**WORK INSTRUCTION**
Your answer should be the records, copied exactly, with the pictures removed.

· · · · ·

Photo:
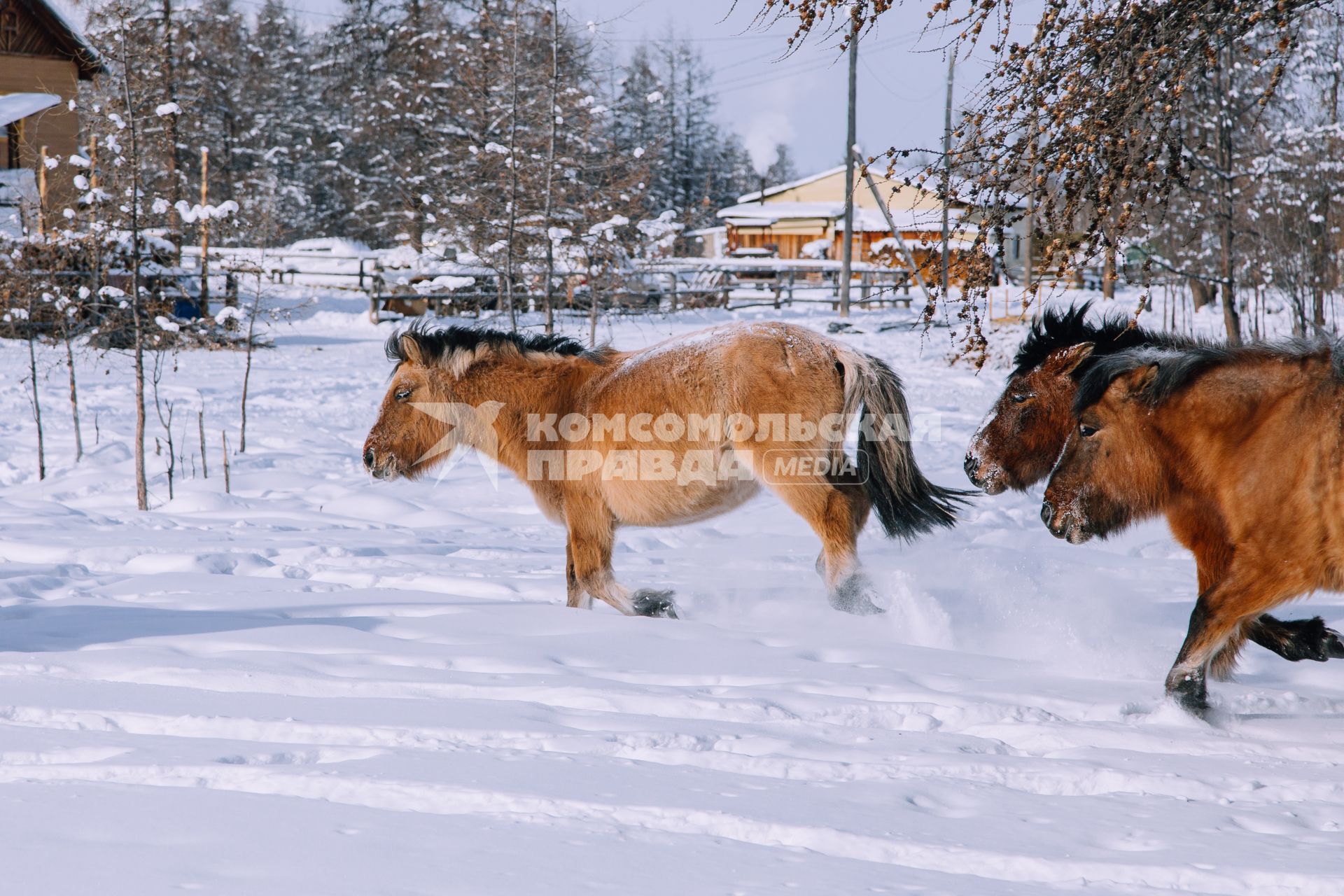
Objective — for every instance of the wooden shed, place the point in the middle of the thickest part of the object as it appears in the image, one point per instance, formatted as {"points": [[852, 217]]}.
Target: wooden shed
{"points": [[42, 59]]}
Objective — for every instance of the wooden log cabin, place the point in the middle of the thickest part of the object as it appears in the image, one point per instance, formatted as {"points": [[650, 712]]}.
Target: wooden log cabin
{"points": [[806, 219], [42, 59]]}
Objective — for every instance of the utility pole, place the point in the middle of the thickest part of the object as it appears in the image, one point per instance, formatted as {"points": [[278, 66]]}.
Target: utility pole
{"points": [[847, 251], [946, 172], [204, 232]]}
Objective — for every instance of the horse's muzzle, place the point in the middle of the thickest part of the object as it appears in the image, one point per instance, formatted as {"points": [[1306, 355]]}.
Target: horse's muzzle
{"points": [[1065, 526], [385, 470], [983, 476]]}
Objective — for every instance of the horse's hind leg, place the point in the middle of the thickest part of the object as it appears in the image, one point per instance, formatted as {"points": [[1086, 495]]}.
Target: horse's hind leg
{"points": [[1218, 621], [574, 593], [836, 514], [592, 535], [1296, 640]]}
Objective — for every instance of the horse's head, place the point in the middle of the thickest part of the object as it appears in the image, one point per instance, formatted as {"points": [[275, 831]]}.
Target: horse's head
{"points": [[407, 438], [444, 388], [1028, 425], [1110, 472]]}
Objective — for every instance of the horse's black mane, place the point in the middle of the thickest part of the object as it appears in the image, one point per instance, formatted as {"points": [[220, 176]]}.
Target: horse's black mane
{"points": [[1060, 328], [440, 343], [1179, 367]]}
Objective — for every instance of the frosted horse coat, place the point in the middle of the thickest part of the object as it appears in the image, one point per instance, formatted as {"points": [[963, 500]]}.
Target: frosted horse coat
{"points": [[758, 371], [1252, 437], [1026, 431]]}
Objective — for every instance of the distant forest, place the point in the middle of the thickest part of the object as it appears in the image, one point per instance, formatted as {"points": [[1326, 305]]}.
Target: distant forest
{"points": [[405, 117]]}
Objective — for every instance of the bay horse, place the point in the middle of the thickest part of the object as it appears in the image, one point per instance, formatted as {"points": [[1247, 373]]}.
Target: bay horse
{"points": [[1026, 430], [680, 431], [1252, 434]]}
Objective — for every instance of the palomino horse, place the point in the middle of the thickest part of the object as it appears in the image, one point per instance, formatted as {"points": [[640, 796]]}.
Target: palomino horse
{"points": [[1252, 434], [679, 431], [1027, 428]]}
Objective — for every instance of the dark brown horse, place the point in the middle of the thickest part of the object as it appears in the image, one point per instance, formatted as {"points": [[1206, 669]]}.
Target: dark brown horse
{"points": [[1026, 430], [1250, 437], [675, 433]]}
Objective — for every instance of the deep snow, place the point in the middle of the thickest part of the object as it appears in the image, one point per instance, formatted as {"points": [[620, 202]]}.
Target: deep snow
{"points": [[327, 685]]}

· · · · ·

**ANSWER FOR THE TASK**
Photo:
Objective — for every instance of the wooden shed, place the point in the middle of the thickest part of the object as it appears in the image, one point per instance, formatted as {"points": [[852, 217]]}.
Target: wooden shed
{"points": [[42, 59]]}
Objective — for every instance of the wooden log cabin, place the point in the middle of the thickest part of the object as it appears in the image, one point per instance, formatted as {"points": [[650, 712]]}.
Target: wooden log cabin
{"points": [[806, 219], [42, 59]]}
Objective — for every instance of the utility pole, place the point in the middle of the thickest part of the object as it appears in the image, one point per instance, formatted as {"points": [[278, 66]]}.
Target: utility pole
{"points": [[847, 251], [946, 172], [204, 232]]}
Objective — for every instance of the horse's muzzle, place the point in the middle of the thickest part of the object as it appears in the image, one point per instance, formatted as {"points": [[1306, 355]]}.
Target: horse's muzzle
{"points": [[1065, 526], [385, 470], [983, 476]]}
Objective — for every instance of the horse's hind leg, place the point in the middle of the thickest part of the object as it appears in the image, one point per instance, formatted as {"points": [[1086, 495]]}.
Target: horse's hind leg
{"points": [[1218, 621], [574, 593], [836, 514], [592, 535], [1296, 640]]}
Objective — for every instance of the horse's head, place the point in the middle of the thickest part of the object as it appears in the image, one point per instance, formatted as {"points": [[275, 831]]}.
Target: horse's head
{"points": [[407, 438], [444, 388], [1028, 425], [1110, 472]]}
Objective — for every instance of the horse's black mane, place the point in the middle of the thickest part of the object as it appears in the image, one point per instance, formatted as {"points": [[220, 176]]}.
Target: horse's black mane
{"points": [[1060, 328], [440, 343], [1179, 367]]}
Objective — for every instance of the frosted horse coat, place the point in the middle of the thickest part of the object as it appears in the image, one point per instance, formatted as {"points": [[963, 500]]}.
Target: frosted horse coat
{"points": [[758, 371], [1252, 437], [1026, 431]]}
Objective — for every instance of the distant forest, place the point in the middle of the thickest part of the object as it appears in the image, one point per instance, formatted as {"points": [[1326, 305]]}.
Target: distant forest
{"points": [[405, 117]]}
Objective — for every instance of the bay horse, place the point in the middle of the thickest part of the object as it appears in the image, one point per instance, formatted as {"points": [[1247, 373]]}.
Target: bay horse
{"points": [[1026, 430], [680, 431], [1252, 434]]}
Objective — for every instance of the palomino horse, place the point in the middle of the thickest part of the object as it appears in the image, one point per instance, formatted as {"points": [[640, 796]]}.
Target: palomino horse
{"points": [[1252, 434], [679, 431], [1027, 428]]}
Objective — for every instance of the dark brown horse, place the point in the middle of the thickest part of the object as it appears in the image, one point per instance, formatted as {"points": [[1206, 669]]}.
Target: dark brown horse
{"points": [[1026, 430], [1250, 437], [675, 433]]}
Objective — for every instance of the deep snow, place the point in the middle of the thickest part of the object as it appears in the image, one point per instance, formatted as {"points": [[620, 202]]}.
Target: deep snow
{"points": [[327, 685]]}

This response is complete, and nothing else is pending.